> [Passage provided]:
936full-city-hall-screenshotIn City Hall, a panoramic drama about New York politics and corruption, men in expensive suits — good men and bad men — sit and whisper to each other about deals and favors and money. The power plays and intrigues have the hushed intimacy of the courtship rituals in Sense and Sensibility, and the movie is seductive as it slowly unfolds. How sad, then, that it unfolds to reveal … nothing much we don’t already know. City Hall is smart and eloquent, yet aside from the incident that sets the plot in motion, it has no power. It’s neither steak nor sizzle.

Somewhere in Brooklyn, a policeman and drug dealer get into a brief shoot-out. One of the stray bullets kills a six-year-old black boy standing nearby. Immediately, the bombastic mayor, John Pappas (Al Pacino), and Deputy Mayor Kevin Calhoun (John Cusack) leap into damage control. This tragedy, spring-loaded with racial tension, threatens the mayor’s plans to build a bank. To establish himself as a mayor who cares, Pappas surrounds himself with distinguished members of the black community, then attends the boy’s funeral and makes an overwrought speech over the casket. Meanwhile, the young and idealistic Calhoun digs into the origins of the shooting. We assume he’ll uncover a trail of corruption leading back to Pappas — otherwise the movie has little point — and we’re not wrong.

> [Set task 1]: In the movie review, what plan of Mayor Pappas does the shooting threaten?
> [Set task 2]: Pull out the stretch of the movie review from "936full-city-hall-screenshotIn City Hall, a" through "steak nor sizzle.", word for word.

Dataset rows
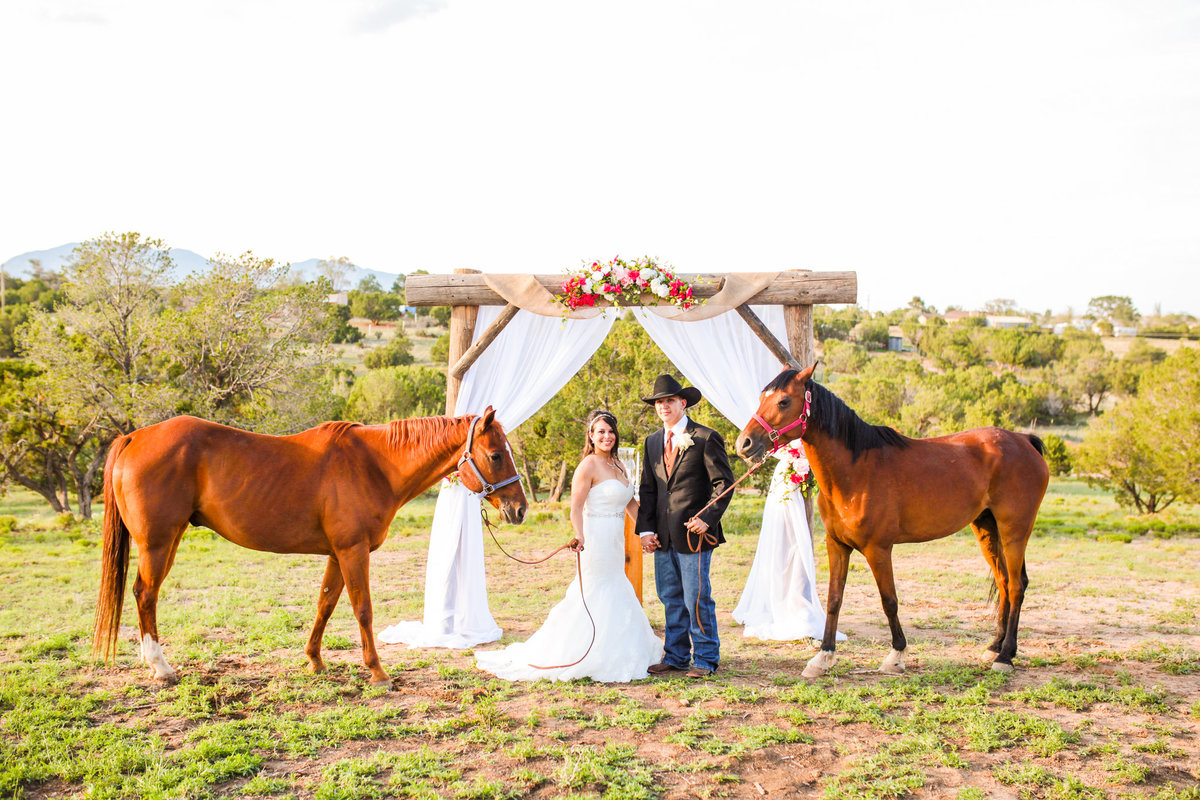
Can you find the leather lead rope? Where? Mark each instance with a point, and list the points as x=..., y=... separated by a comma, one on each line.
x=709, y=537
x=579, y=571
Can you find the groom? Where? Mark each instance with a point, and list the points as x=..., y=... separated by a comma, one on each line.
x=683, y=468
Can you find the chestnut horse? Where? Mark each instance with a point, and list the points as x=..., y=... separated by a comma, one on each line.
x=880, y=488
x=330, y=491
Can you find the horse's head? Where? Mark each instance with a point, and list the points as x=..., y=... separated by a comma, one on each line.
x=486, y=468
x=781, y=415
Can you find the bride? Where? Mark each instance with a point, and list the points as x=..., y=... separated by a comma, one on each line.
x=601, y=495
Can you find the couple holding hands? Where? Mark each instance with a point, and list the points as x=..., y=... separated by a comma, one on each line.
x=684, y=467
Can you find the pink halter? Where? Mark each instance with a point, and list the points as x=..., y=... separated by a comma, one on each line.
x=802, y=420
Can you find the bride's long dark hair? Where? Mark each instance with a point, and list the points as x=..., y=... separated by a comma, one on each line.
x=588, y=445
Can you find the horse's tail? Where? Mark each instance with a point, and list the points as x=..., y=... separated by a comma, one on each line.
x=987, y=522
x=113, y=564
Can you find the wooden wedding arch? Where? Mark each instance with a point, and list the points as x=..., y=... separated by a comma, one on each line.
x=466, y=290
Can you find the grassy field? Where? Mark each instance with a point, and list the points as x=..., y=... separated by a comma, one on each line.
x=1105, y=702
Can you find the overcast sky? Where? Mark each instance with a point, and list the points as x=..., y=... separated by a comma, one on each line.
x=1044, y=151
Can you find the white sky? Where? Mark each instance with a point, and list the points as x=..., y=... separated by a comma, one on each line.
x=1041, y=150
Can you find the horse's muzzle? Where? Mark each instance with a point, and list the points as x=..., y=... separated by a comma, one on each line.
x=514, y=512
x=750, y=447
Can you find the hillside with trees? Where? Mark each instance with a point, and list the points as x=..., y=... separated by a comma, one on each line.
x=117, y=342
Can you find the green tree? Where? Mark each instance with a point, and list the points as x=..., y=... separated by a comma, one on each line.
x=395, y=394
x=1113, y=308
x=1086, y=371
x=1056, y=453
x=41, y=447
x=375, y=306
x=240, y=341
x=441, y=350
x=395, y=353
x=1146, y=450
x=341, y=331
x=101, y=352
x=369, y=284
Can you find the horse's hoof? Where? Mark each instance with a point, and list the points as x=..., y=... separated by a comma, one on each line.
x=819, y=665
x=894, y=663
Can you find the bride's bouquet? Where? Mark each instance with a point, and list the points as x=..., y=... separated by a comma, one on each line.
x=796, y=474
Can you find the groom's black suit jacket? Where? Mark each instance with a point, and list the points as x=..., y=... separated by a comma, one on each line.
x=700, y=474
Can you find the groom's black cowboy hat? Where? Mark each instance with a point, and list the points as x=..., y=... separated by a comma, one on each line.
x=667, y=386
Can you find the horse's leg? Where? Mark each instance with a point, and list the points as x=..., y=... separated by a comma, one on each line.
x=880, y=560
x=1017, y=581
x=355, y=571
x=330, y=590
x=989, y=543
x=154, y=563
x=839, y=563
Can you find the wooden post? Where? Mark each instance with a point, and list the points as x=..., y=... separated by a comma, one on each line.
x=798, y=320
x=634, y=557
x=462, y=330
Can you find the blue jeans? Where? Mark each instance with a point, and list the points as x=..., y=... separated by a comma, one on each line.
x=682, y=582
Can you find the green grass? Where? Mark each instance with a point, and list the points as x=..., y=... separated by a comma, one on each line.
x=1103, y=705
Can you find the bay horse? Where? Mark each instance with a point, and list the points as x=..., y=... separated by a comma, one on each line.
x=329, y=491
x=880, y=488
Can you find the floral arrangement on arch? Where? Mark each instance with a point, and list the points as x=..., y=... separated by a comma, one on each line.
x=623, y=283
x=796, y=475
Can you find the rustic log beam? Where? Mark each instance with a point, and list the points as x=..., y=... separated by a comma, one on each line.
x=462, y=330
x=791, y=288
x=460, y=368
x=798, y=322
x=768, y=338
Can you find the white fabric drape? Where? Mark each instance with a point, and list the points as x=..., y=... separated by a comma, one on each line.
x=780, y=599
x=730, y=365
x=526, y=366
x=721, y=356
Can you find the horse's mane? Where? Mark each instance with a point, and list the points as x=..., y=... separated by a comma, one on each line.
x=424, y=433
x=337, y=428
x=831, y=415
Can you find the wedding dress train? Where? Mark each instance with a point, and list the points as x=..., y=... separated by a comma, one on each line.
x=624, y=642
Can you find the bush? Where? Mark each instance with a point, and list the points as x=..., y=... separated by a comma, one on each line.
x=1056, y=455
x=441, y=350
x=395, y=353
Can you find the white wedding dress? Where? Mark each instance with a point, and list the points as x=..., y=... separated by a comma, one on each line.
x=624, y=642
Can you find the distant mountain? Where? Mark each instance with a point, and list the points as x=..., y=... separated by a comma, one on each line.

> [Complete answer 1]: His plan to build a bank.

> [Complete answer 2]:
936full-city-hall-screenshotIn City Hall, a panoramic drama about New York politics and corruption, men in expensive suits — good men and bad men — sit and whisper to each other about deals and favors and money. The power plays and intrigues have the hushed intimacy of the courtship rituals in Sense and Sensibility, and the movie is seductive as it slowly unfolds. How sad, then, that it unfolds to reveal … nothing much we don’t already know. City Hall is smart and eloquent, yet aside from the incident that sets the plot in motion, it has no power. It’s neither steak nor sizzle.